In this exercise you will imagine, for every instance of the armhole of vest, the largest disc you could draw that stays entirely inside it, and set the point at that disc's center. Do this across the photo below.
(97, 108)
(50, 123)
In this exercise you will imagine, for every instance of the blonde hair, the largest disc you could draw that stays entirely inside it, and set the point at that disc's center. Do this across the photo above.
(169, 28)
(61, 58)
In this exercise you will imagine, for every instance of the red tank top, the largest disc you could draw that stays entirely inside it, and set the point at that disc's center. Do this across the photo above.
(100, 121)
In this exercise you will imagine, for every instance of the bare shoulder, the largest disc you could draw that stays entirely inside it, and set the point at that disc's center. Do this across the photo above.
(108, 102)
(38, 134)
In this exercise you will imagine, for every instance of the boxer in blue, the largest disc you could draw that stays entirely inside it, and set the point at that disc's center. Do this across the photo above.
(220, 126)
☆ ☆ ☆
* EXERCISE REQUIREMENTS *
Arrange all of the records above as a numbered list, leaving out any blank lines.

* SOLUTION BELOW *
1. In this exercise you will imagine, for every instance of the armhole of vest, the largest disc you could draw that stays entirely inside it, and set the point at that disc's center. Do this across the photo below.
2. (97, 108)
3. (50, 123)
4. In this exercise you will imagine, for every instance of the blonde hair, the largest disc you could draw that stays entirely inside it, and set the point at that disc's center. Do this across the photo above.
5. (169, 28)
6. (61, 58)
7. In this exercise you will imagine, for every instance of the red tank top, the largest disc you could draw that stays entirely inside it, and set the point at that disc's center. Do this across the photo above.
8. (100, 121)
9. In this exercise you will imagine, for every instance of the bare shoulder, the largest disc you could draw that stays entirely inside it, and set the point at that disc's center. Do this across the photo above.
10. (108, 102)
11. (38, 134)
12. In this exercise you will imagine, for every instance of the boxer in blue, the largest disc you could draw that stays entirely inside it, and set the point at that disc's center. Do this across the photo above.
13. (220, 126)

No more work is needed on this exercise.